YOUR TASKS:
a) In the Haunted Changi piece, what year did the new Changi General Hospital open?
b) Resume the Haunted Changi piece after its last sentence, "The perfect place for a horror movie."

━━━ EXTRACT ━━━

Haunted Changi (Singapore, 2010)
Every town has one. An abandoned house, school, or sanatorium located in the outskirts which is purportedly haunted. In my hometown, located in the San Francisco Bay Area, that place was The Carolands, a giant chateau-style mansion featured in the 2006 documentary Three Women and a Chateau. Throughout the ’70s and ’80s, the mansion was abandoned due to various circumstances, so the Carolands was believed to be haunted. Until that time, nothing particularly violent or terrible had happened to any of its residents or visitors to warrant a ghostly reputation, but both the mansion’s size and classic style and the fact that every teenager drunk on Coors Light needs a story to tell to their buddies made the place ripe for hanging out and exploring. So, allegedly (I was a bit young at the time, so don’t have first hand experience), kids would jump the gate and hang out in the mansion until 1985 when a real kidnapping and murder occurred, a crime not committed by anything remotely supernatural, but a night security guard who had abducted the two victims on the grounds.
In the coastal Singaporean town of Changi, the Old Changi Hospital is the locals’ haunted place, but one of much greater notoriety and rightfully so considering its history. The hospital was built in the 1930’s as a command center and barracks, then seized by the Japanese during the war. There, it was converted into a hospital and detainment center for POWs and the existence of a torture chamber and an extensive underground bunker seem to suggest that something more was happening there. After the war, the building was converted into a full-blown hospital until 1997 when the brand new Changi General Hospital opened up. Since that time, the Old Changi Hospital has suffered the effects of abandonment and now stands in ruins. The perfect place for a horror movie.

━━━ GIVEN DATA ━━━

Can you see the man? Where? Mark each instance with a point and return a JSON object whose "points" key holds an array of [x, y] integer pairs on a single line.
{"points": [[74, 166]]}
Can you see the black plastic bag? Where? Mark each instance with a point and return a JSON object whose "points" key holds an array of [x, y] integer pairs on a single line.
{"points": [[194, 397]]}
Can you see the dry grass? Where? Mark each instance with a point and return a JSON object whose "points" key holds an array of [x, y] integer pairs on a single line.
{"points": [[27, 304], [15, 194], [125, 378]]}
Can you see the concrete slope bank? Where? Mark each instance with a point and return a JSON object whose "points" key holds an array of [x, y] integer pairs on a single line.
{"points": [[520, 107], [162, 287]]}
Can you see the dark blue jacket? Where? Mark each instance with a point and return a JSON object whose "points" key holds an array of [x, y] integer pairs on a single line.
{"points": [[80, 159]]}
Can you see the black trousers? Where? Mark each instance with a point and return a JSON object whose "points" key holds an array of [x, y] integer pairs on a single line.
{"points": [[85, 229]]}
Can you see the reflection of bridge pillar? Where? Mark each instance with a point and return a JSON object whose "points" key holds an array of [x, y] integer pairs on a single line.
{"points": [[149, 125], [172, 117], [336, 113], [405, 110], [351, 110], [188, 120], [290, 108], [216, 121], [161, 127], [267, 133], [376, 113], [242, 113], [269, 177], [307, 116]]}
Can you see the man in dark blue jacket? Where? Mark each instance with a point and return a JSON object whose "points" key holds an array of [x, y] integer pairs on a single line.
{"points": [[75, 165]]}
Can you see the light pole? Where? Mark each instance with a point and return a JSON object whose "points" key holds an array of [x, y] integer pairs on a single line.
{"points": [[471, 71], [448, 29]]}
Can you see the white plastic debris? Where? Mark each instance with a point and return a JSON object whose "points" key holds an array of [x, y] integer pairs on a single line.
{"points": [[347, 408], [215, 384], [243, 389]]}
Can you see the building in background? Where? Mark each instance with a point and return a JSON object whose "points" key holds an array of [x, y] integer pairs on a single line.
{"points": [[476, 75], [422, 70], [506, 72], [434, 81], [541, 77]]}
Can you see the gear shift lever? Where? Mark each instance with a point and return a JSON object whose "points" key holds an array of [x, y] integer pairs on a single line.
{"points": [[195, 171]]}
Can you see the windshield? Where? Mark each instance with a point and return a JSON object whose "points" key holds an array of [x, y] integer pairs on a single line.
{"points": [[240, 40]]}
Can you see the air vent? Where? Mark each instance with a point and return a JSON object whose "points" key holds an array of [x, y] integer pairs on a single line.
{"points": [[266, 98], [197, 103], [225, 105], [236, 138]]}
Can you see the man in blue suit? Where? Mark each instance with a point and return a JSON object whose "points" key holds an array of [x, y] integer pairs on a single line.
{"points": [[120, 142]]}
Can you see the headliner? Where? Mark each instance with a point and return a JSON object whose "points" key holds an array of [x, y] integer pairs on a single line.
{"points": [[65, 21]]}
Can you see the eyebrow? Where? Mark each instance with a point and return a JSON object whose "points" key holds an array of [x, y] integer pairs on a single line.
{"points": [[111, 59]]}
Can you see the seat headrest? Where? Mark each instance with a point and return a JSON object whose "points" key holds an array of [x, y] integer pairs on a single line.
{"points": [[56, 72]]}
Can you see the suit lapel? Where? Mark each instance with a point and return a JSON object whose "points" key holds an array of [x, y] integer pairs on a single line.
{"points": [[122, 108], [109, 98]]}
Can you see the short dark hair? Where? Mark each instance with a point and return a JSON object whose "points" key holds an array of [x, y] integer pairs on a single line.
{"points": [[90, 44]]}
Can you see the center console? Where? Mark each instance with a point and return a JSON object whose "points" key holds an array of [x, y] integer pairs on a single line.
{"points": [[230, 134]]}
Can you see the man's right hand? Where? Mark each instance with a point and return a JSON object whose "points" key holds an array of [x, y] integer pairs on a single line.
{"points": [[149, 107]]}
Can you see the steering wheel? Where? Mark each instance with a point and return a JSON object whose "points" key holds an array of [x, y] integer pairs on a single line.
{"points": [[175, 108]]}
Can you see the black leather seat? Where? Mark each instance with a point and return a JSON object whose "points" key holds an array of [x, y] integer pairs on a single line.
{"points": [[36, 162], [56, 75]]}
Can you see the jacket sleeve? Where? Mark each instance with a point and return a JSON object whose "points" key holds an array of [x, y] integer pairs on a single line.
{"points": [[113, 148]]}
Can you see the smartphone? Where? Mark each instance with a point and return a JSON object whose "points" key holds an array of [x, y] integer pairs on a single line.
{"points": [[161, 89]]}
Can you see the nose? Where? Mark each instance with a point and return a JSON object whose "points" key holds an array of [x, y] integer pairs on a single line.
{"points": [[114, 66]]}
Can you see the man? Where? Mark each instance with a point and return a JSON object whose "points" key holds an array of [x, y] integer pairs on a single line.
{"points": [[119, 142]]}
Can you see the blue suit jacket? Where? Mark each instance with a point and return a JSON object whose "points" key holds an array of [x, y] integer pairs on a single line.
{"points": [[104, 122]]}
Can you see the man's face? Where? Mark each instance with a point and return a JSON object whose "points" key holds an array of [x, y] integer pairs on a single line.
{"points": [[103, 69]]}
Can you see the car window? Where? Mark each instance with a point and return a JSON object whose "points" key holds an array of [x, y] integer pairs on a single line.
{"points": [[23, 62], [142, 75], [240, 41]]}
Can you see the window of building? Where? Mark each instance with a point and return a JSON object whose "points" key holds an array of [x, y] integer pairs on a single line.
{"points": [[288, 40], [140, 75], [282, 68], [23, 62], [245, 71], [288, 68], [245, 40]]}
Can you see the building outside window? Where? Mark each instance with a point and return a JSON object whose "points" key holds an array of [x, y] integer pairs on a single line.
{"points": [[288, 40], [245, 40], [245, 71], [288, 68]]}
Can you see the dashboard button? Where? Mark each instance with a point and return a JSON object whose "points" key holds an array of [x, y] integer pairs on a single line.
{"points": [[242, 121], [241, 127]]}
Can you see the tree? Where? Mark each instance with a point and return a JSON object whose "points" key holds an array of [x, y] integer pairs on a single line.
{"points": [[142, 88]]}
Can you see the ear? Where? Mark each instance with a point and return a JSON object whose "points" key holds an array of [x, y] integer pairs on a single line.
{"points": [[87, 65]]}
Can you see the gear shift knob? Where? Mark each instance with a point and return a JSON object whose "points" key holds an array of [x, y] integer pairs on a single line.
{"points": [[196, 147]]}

━━━

ANSWERS TO THE EXERCISES:
a) 1997

b)
**There are minor spoilers below**
Haunted Changi is, in fact, an attempt to capitalize on the hospital’s notoriety as one of the most haunted places in all of Asia. The film involves a small crew of young filmmakers who are producing a documentary about the hospital. Along with interviews with locals and themselves (their de facto motto is “always film, no matter what”), they end up spending several evenings in the hospital, hoping to record its interior and, if they’re lucky, a ghost or two. Production, at first, goes well until the crew hears strange sounds. When the local paranormal investigation team sent to investigate the hospital becomes spooked then everything starts going wrong. For anyone who has tired of the “found footage”/point-of-view films popularized by The Blair Witch Project (1999), Cloverfield (2008) and [Rec] (2007)/Quarantine (2008), then you might want to read another review on our site, work on that toothpick-ship-in-a-bottle you’ve been neglecting, or take care of that ever-growing list of pokes on your Facebook page, because Haunted Changi is probably not going to change your mind that this sub-genre has much else to offer.
With that said, the filmmakers did an admirable job capturing the lore surrounding the hospital as well as the location itself. The hospital’s hollowed out chambers, long corridors, and dark underground catacombs are simply incredible and depicting them is when the “found footage” gimmick really comes in handy. Shaky handheld and night vision cameras are a standard of the genre and they are put to good use, emphasizing the ravaging of time and man that the hospital has endured. Shots in the labyrinthine underground bunker are fittingly claustrophobic and disorienting (and might be a little precarious to those who are prone to motion sickness). Anyone who has even thought about visiting the site will have their interest reborn after watching the film. However, even with such an incredible place to shoot, the filmmakers don’t do much with their story, relying more on their character’s frenzied states of mind to convey fear, the main weakness of the film. A film of this particular genre relies on the filmmakers themselves to play themselves, a feat that’s pulled off when they are simply being themselves, goofy young people. However, any scene that requires acting comes off as either overwrought or silly.
Again, though, the location is the real star of the show. Even if Haunted Changi isn’t the most compelling or scary film, it is a showcase of what might end up being a lost piece of Singaporean history.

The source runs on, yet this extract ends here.